GIVEN RECORDS —
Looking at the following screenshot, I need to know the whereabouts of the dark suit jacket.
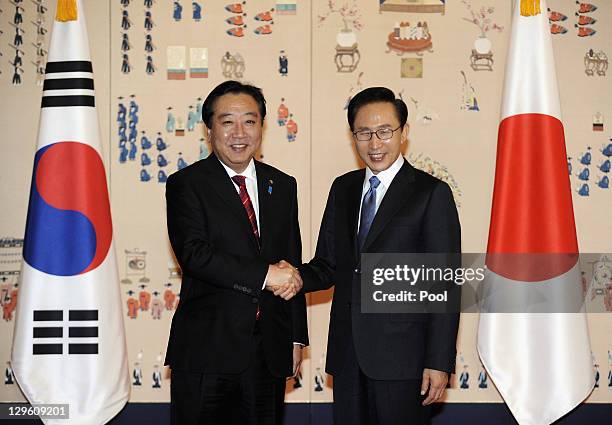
[165,154,308,377]
[299,160,461,380]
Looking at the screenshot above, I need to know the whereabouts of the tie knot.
[232,174,246,187]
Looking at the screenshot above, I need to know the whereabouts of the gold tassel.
[55,0,77,22]
[521,0,542,16]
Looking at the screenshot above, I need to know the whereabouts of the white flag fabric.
[11,0,130,425]
[478,0,595,425]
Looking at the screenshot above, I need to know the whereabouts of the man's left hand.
[293,344,304,378]
[421,369,448,406]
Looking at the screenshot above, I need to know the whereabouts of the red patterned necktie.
[232,175,259,244]
[232,175,261,320]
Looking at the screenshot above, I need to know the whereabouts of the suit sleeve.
[166,175,268,296]
[298,182,336,292]
[422,182,461,373]
[287,178,309,346]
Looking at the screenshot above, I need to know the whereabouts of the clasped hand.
[266,260,303,300]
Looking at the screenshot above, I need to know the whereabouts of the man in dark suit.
[292,87,461,425]
[165,81,308,425]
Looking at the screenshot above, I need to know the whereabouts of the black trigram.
[32,310,98,355]
[41,61,96,108]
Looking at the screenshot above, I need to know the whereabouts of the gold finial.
[55,0,77,22]
[521,0,542,16]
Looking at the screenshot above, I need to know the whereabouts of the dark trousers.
[170,333,285,425]
[334,328,431,425]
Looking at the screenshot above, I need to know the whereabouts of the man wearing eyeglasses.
[299,87,461,425]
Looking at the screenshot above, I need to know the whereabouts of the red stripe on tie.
[232,175,259,244]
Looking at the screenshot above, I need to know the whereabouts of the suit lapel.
[346,169,365,261]
[205,154,261,249]
[255,161,274,250]
[362,160,414,252]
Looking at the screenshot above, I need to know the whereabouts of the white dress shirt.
[357,155,404,233]
[217,158,261,230]
[217,158,304,347]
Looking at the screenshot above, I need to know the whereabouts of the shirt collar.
[217,157,257,180]
[364,155,404,187]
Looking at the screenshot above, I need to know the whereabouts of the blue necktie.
[357,176,380,252]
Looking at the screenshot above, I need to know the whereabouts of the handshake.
[266,260,303,300]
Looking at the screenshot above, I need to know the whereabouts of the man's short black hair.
[347,87,408,131]
[202,80,266,129]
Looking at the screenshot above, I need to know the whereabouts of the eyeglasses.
[353,125,402,142]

TASK BRIEF —
Can you repeat all of the records above word for word, leaving the picture out?

FINAL RESULT —
Looking at the following screenshot, I need to know the whereabouts of the dark suit jacket.
[165,154,308,377]
[299,160,461,380]
Looking at the screenshot above, I need to know the whereabouts of the tie knot.
[232,174,246,187]
Looking at the screenshot above, I need to know the whereabouts of the gold tassel.
[55,0,77,22]
[521,0,542,16]
Looking at the screenshot above, I need to know the whereabouts of the white flag fabric.
[11,0,130,425]
[478,0,595,425]
Looking at the screenshot above, I need to know the whereabouts of the man's left hand.
[293,344,304,378]
[421,369,448,406]
Looking at the screenshot above, I need to know the whereabouts of the red patterned necktie.
[232,175,259,244]
[232,175,261,320]
Looking at the screenshot above, I need to know the whereabouts of the suit sleeve.
[166,175,268,296]
[298,182,336,292]
[422,182,461,373]
[287,178,309,346]
Looking at the screenshot above, I need to know the whereabouts of the clasped hand.
[266,260,303,300]
Looking at the screenshot above, I need to know the whereabouts of the man in dark suit.
[292,87,461,425]
[165,81,308,425]
Looking at the screenshot above, I need to know the whereabouts of the black trigram.
[32,310,98,355]
[41,61,96,108]
Looking at the screenshot above, I need to know the whereabouts of the gold finial.
[55,0,77,22]
[521,0,542,16]
Looking at the screenshot above, I need to know the whereabouts of the dark trousers.
[170,333,285,425]
[334,328,431,425]
Looking at the screenshot above, I need to know the whereabouts of the man wearing eyeglasses.
[299,87,461,425]
Looking at the screenshot above, I need to know the whereabouts of the red stripe on tie.
[232,175,259,244]
Looking at the screenshot above, I need to know the whereabouts of the suit lapel.
[346,169,365,261]
[205,154,261,249]
[255,161,274,250]
[362,160,414,252]
Looking at the screenshot above, I need to know the whereabouts of the white dress shirt.
[357,155,404,233]
[217,158,261,230]
[217,158,304,347]
Looking at the screenshot above, I need to know the whereabouts of the shirt collar.
[217,157,257,180]
[364,155,404,187]
Looking at the screenshot above, I need to know the whereabouts of the blue necktie.
[357,176,380,252]
Looking at the screenshot above, I need to know the whereabouts of the handshake.
[266,260,303,300]
Looking at the screenshot above, I need to know the whereabouts of the man's short black hair.
[347,87,408,131]
[202,80,266,129]
Looking at the screenshot above, I need to know the whereabouts of the eyeglasses.
[353,125,402,142]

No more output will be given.